STATED EXERCISE
Can you copy every one of the records below word for word, leaving nothing out?

[start ENTRIES PROVIDED]

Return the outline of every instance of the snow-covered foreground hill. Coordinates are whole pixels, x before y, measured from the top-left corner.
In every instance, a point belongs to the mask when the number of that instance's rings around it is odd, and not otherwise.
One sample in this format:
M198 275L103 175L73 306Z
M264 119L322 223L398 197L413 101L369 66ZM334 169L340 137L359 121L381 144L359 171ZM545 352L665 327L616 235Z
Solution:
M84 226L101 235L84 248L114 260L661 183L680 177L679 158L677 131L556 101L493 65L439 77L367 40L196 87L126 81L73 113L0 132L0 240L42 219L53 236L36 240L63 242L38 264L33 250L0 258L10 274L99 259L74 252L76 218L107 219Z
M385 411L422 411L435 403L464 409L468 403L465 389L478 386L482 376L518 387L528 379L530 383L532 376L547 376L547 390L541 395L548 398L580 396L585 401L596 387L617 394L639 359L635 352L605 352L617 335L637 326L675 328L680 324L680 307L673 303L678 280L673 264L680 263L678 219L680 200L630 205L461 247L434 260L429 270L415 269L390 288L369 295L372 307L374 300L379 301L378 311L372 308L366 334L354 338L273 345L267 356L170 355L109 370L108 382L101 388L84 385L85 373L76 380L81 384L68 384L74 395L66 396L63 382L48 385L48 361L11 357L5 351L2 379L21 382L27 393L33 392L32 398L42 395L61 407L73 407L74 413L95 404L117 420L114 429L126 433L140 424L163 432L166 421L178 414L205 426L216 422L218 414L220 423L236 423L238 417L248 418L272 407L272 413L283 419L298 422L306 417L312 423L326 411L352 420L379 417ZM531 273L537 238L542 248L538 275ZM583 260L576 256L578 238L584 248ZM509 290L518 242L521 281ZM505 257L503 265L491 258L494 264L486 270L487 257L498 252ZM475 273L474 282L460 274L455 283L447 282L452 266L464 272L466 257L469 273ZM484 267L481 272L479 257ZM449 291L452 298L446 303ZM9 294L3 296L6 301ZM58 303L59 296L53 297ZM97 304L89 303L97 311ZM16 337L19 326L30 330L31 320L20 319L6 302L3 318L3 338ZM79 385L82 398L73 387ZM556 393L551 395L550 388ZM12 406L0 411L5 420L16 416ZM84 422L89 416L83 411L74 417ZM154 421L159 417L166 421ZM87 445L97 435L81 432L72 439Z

[end ENTRIES PROVIDED]

SOLUTION
Return the outline of every instance of the snow-covered foreground hill. Coordinates are whole pixels, x before y, measured from the top-left corner.
In every instance, a point belongs to the mask when the number of that instance's rings around it is odd, and not otherwise.
One sample in this format:
M198 275L103 175L73 306Z
M264 119L322 223L398 197L413 101L369 66ZM334 169L340 137L359 121L381 144L359 171ZM545 352L665 327L616 235Z
Solution:
M84 226L101 235L84 248L114 260L661 183L680 177L679 158L677 131L556 101L493 65L439 77L367 40L196 87L126 81L73 113L0 132L0 240L42 219L53 236L36 240L63 242L38 264L33 250L0 258L10 274L99 259L74 252L76 218L107 219Z
M385 411L422 411L435 403L464 409L468 403L465 389L478 386L482 376L518 387L528 379L530 383L532 376L547 376L547 390L541 395L548 398L580 396L585 401L596 387L617 394L639 359L635 352L605 352L617 335L637 326L675 328L680 324L680 307L673 303L678 280L673 264L680 263L678 219L680 200L630 205L461 247L434 260L429 270L415 269L390 288L369 295L372 307L374 300L379 301L378 311L372 308L366 334L354 338L273 345L267 356L170 355L109 370L108 382L101 388L84 385L85 373L76 380L81 384L68 384L74 395L66 396L63 382L48 385L48 361L11 357L5 351L2 379L21 382L27 393L33 392L32 398L42 395L61 407L73 407L74 413L95 404L117 420L114 429L126 433L140 424L163 432L166 421L178 414L205 426L216 422L218 414L220 423L236 423L238 417L248 418L272 407L272 413L283 419L298 422L306 417L312 423L326 411L352 420L379 417ZM531 273L537 238L542 248L538 275ZM583 260L576 256L578 238L584 248ZM509 290L518 242L521 281ZM505 257L503 265L491 258L494 264L486 270L487 257L498 252ZM475 273L474 282L460 274L455 283L447 282L452 266L464 272L466 257L469 273ZM484 267L481 272L479 257ZM449 291L452 298L446 303ZM9 294L3 296L6 301ZM58 303L59 296L53 297ZM97 304L89 303L97 311ZM16 337L19 326L30 330L31 320L20 319L6 302L3 318L3 338ZM79 385L82 398L73 387ZM556 393L551 395L550 388ZM12 406L0 411L5 420L16 416ZM84 422L89 416L83 411L74 417ZM154 421L159 417L166 421ZM87 445L97 435L81 432L72 439Z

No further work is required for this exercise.